§ **Task description**
Output the material exactly, keeping every line intact.

§ **Exercise inputs**
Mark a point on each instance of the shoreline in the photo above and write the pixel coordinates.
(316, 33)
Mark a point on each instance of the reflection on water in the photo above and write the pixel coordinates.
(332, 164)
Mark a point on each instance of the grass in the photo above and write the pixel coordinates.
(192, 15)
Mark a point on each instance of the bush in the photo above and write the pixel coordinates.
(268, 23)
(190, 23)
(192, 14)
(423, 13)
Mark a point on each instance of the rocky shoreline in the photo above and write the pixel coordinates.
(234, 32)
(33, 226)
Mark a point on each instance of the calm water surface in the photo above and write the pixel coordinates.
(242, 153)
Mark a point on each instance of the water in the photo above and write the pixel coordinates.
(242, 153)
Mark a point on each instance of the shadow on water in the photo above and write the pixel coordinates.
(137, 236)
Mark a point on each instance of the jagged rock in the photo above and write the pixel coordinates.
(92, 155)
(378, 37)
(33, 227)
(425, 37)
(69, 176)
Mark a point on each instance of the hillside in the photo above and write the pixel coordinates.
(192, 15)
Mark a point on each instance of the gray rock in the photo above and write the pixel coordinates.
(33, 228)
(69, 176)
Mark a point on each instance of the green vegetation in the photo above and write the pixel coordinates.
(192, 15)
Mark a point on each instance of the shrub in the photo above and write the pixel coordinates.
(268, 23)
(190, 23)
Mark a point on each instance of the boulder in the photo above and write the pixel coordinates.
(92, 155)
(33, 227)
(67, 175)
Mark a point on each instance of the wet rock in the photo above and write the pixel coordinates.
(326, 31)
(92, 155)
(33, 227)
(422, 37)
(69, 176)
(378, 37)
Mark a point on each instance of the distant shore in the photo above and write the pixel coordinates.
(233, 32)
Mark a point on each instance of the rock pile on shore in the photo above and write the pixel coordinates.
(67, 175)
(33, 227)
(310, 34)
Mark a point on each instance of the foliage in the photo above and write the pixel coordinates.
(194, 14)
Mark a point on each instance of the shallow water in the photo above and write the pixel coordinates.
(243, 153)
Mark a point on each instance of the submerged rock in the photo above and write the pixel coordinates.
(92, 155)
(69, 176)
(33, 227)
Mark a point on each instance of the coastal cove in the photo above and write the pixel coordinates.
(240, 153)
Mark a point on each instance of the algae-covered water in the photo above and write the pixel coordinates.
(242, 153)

§ **Expected answer**
Mark a point on each instance of the shoreline in the photo above and write the pixel coordinates.
(316, 33)
Mark a point on each instance of the reflection on water in the photo above and write the pixel coordinates.
(332, 164)
Mark a point on each instance of the grass in the photo above and write the pixel coordinates.
(192, 15)
Mark a point on each instance of the bush in the photo above and write the pixel coordinates.
(268, 23)
(190, 23)
(192, 14)
(423, 13)
Mark a point on each instance of the rocky shoreline in the photo above and write the pixel coordinates.
(234, 32)
(33, 226)
Mark a point on each instance of the calm water surface in the photo above and write the pixel coordinates.
(242, 153)
Mark a point on each instance of the water in the photo above and write the pixel coordinates.
(242, 153)
Mark a point on each instance of the shadow on water in the photo above and write the pixel coordinates.
(137, 236)
Mark a point on each instance of the jagged rock in the photo above and write the pixel coordinates.
(92, 155)
(378, 37)
(33, 227)
(425, 37)
(69, 176)
Mark a point on each instance of the hillside in the photo above and write the pixel coordinates.
(192, 15)
Mark a point on each instance of the gray rock in the photo above and write the pixel coordinates.
(33, 228)
(69, 176)
Mark a point on each instance of the green vegetation in the photo above and write the pixel coordinates.
(192, 15)
Mark a point on each instance of the shrub in the photo above and write the pixel coordinates.
(268, 23)
(190, 23)
Mark a point on each instance of the boulder in the photo above and write the pixel coordinates.
(92, 155)
(33, 227)
(67, 175)
Mark a point on each instance of the wet rock in the photo above and write the pixel coordinates.
(326, 31)
(92, 155)
(33, 227)
(422, 37)
(69, 176)
(378, 37)
Mark a point on each instance of the distant shore in the photo above and write the pixel coordinates.
(233, 32)
Mark a point on each instance of the rock pile on shore in the photo above and write the pixel coordinates.
(67, 175)
(33, 227)
(310, 34)
Mark a point on each instance of the foliage in the photo above and write the pixel coordinates.
(194, 14)
Mark a point on each instance of the shallow water in the photo above and write the pixel coordinates.
(243, 153)
Mark a point on each instance of the submerged rock in the photo above and write the pixel coordinates.
(92, 155)
(69, 176)
(33, 227)
Mark a point on each instance of the coastal cove in the photo above and write the pixel coordinates.
(240, 153)
Mark a point on each instance of the algae-covered water in the photo above and write the pixel coordinates.
(242, 153)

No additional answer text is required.